## [GIVEN REQUEST]
Tally the lines in the data below that contain the string "floor". Reply with only the number.

## [EXCERPTED RECORDS]
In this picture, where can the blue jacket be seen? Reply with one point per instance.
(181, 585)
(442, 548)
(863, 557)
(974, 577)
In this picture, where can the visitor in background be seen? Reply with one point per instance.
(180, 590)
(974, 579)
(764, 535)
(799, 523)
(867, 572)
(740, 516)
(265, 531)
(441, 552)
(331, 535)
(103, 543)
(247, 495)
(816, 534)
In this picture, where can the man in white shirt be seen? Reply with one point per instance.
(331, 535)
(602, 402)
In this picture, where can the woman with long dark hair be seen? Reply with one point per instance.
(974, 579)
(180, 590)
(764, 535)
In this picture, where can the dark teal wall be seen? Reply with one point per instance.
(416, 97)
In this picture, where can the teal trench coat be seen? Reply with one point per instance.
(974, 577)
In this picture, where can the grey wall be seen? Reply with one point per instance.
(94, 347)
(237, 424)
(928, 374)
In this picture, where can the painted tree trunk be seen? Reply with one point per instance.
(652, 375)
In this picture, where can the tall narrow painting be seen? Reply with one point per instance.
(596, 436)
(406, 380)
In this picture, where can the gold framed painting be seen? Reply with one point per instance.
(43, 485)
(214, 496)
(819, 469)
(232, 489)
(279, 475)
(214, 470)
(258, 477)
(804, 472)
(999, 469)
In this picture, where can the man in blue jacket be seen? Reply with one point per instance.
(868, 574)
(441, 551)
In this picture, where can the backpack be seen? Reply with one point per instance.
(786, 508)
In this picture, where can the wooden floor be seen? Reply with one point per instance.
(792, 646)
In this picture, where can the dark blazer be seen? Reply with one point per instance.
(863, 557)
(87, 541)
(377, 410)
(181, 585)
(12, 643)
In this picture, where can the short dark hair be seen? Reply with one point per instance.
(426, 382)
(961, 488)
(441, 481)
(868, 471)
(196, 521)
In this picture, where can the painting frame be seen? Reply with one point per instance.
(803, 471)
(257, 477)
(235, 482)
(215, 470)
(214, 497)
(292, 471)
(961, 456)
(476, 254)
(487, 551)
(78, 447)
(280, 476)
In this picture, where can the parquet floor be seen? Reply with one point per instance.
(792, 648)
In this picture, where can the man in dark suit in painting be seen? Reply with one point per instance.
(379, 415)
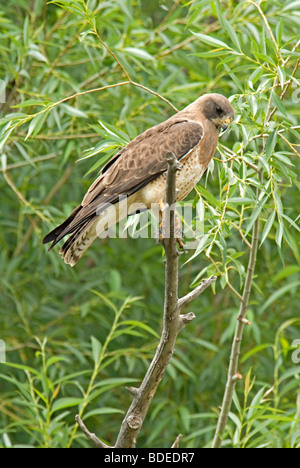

## [TASK RESULT]
2